→ **Given task**:
Go through the records below and copy out every line that contains the word "jacket".

→ **Items**:
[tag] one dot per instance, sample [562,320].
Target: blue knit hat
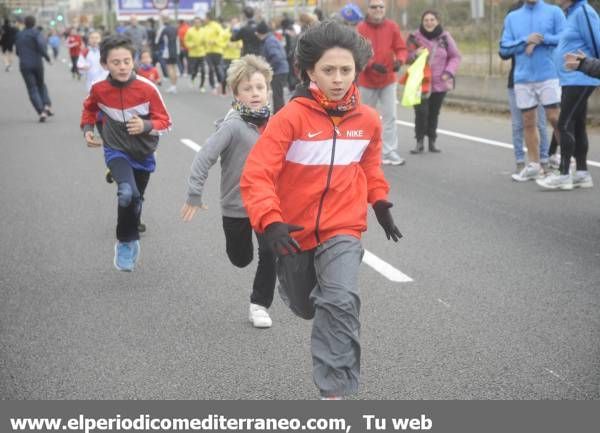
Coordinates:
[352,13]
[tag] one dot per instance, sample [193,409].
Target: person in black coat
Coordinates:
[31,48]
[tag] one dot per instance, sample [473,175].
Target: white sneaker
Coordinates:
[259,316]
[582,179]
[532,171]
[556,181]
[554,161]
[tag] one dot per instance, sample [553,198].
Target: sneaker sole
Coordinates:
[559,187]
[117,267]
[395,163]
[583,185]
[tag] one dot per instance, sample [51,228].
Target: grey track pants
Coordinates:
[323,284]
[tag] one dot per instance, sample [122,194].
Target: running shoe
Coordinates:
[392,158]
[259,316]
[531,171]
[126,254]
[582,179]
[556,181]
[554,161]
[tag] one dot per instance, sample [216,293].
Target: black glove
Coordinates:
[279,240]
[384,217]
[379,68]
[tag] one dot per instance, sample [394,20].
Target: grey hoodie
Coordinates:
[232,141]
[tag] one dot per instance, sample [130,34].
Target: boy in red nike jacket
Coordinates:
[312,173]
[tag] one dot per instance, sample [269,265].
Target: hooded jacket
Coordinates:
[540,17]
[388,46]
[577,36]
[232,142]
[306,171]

...

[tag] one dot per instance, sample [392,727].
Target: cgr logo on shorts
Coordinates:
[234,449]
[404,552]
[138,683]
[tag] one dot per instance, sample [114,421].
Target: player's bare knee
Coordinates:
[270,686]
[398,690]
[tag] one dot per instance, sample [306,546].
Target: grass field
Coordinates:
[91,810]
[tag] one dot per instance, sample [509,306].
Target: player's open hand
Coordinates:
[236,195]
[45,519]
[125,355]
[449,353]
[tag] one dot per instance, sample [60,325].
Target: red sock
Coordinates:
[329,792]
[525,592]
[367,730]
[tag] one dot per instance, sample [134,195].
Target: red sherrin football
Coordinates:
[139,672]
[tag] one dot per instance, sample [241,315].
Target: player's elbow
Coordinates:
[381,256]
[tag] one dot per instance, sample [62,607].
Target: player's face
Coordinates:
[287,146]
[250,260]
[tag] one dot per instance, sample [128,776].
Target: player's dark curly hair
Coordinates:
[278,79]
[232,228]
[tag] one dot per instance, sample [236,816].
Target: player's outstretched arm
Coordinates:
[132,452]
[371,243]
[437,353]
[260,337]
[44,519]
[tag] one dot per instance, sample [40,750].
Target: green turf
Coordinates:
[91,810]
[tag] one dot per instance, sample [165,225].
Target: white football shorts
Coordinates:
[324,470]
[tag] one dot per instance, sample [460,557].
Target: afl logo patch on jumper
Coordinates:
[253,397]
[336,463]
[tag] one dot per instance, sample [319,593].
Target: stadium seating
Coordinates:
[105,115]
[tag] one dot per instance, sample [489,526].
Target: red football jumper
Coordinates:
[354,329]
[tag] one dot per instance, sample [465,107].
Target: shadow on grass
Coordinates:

...

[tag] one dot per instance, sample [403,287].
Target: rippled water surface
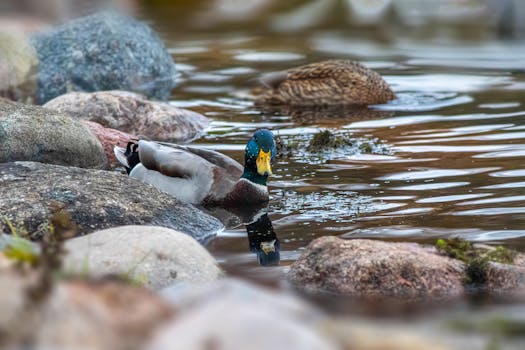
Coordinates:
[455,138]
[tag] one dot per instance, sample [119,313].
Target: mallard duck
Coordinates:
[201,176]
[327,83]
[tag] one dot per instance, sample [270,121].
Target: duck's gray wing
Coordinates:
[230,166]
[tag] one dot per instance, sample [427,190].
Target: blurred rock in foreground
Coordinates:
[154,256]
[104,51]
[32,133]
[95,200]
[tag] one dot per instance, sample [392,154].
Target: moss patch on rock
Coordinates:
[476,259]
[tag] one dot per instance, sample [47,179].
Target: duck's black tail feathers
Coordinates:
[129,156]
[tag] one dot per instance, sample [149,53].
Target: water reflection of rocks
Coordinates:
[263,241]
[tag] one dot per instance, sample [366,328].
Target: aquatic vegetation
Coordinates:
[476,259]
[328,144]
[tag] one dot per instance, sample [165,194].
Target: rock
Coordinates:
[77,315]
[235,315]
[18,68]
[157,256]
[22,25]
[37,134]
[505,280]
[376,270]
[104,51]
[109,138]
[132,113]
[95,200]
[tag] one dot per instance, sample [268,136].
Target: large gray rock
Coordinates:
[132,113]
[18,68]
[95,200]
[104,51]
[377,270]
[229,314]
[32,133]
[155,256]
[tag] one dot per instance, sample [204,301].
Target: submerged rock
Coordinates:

→ **Reply to the task**:
Target: boy in red nike jacket
Target: hooded jacket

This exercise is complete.